(Items from a data source)
|---|

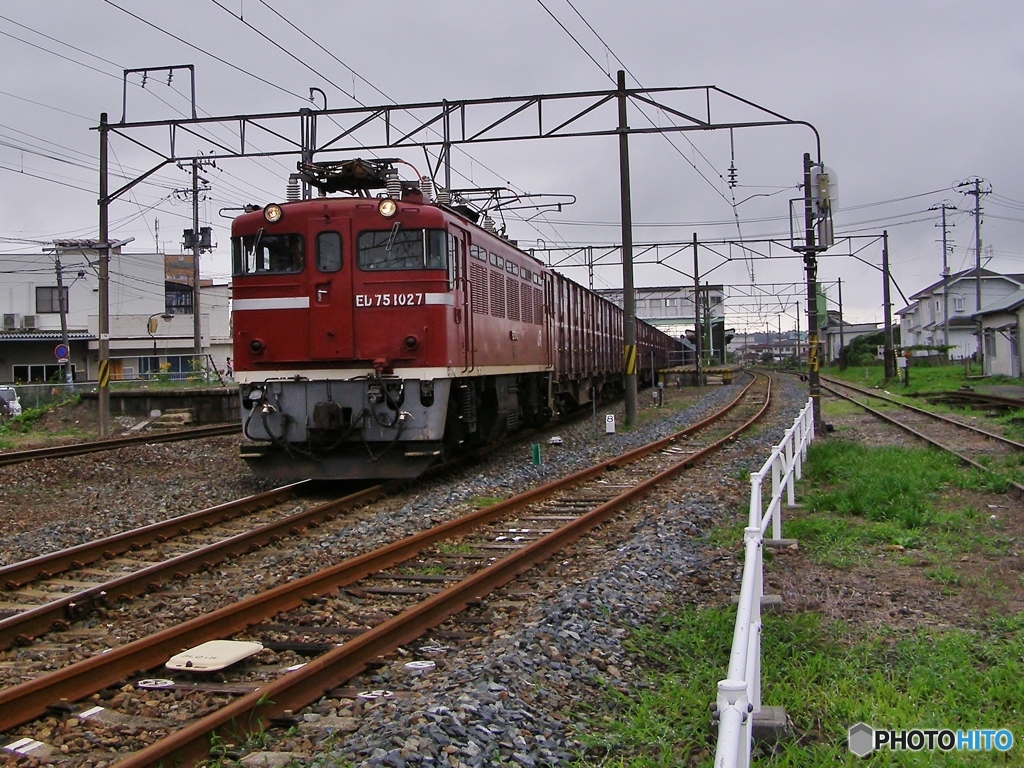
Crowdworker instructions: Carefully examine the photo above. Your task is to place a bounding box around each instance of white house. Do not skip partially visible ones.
[975,290,1024,377]
[896,269,1024,359]
[0,241,231,383]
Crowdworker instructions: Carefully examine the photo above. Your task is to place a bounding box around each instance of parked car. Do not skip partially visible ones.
[0,386,22,417]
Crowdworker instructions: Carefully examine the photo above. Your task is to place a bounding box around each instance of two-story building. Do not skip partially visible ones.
[0,241,231,383]
[896,269,1024,359]
[975,290,1024,377]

|---|

Task objective: Substitute "Annotator" for each "Crowdworker" in the listing above and write it out again with nothing else changed. Leave the pictures out of your answer.

Written solution:
Annotator instructions: Carefully examine the photo above. Your task is to place a bounding box around each instance of white house. Do not skip partially visible ones.
[975,290,1024,377]
[896,269,1024,359]
[0,241,231,383]
Annotator instructions: Carefully examine the photo above. Your task is to place a bounding box around each instance of parked car. Do not skip partially visible ones.
[0,386,22,417]
Annotator instructions: Carefully examine the photo above. Your task is to place a bounding box around each instance of two-story building. Do not skip partially visible ones.
[0,241,231,383]
[896,269,1024,359]
[975,290,1024,377]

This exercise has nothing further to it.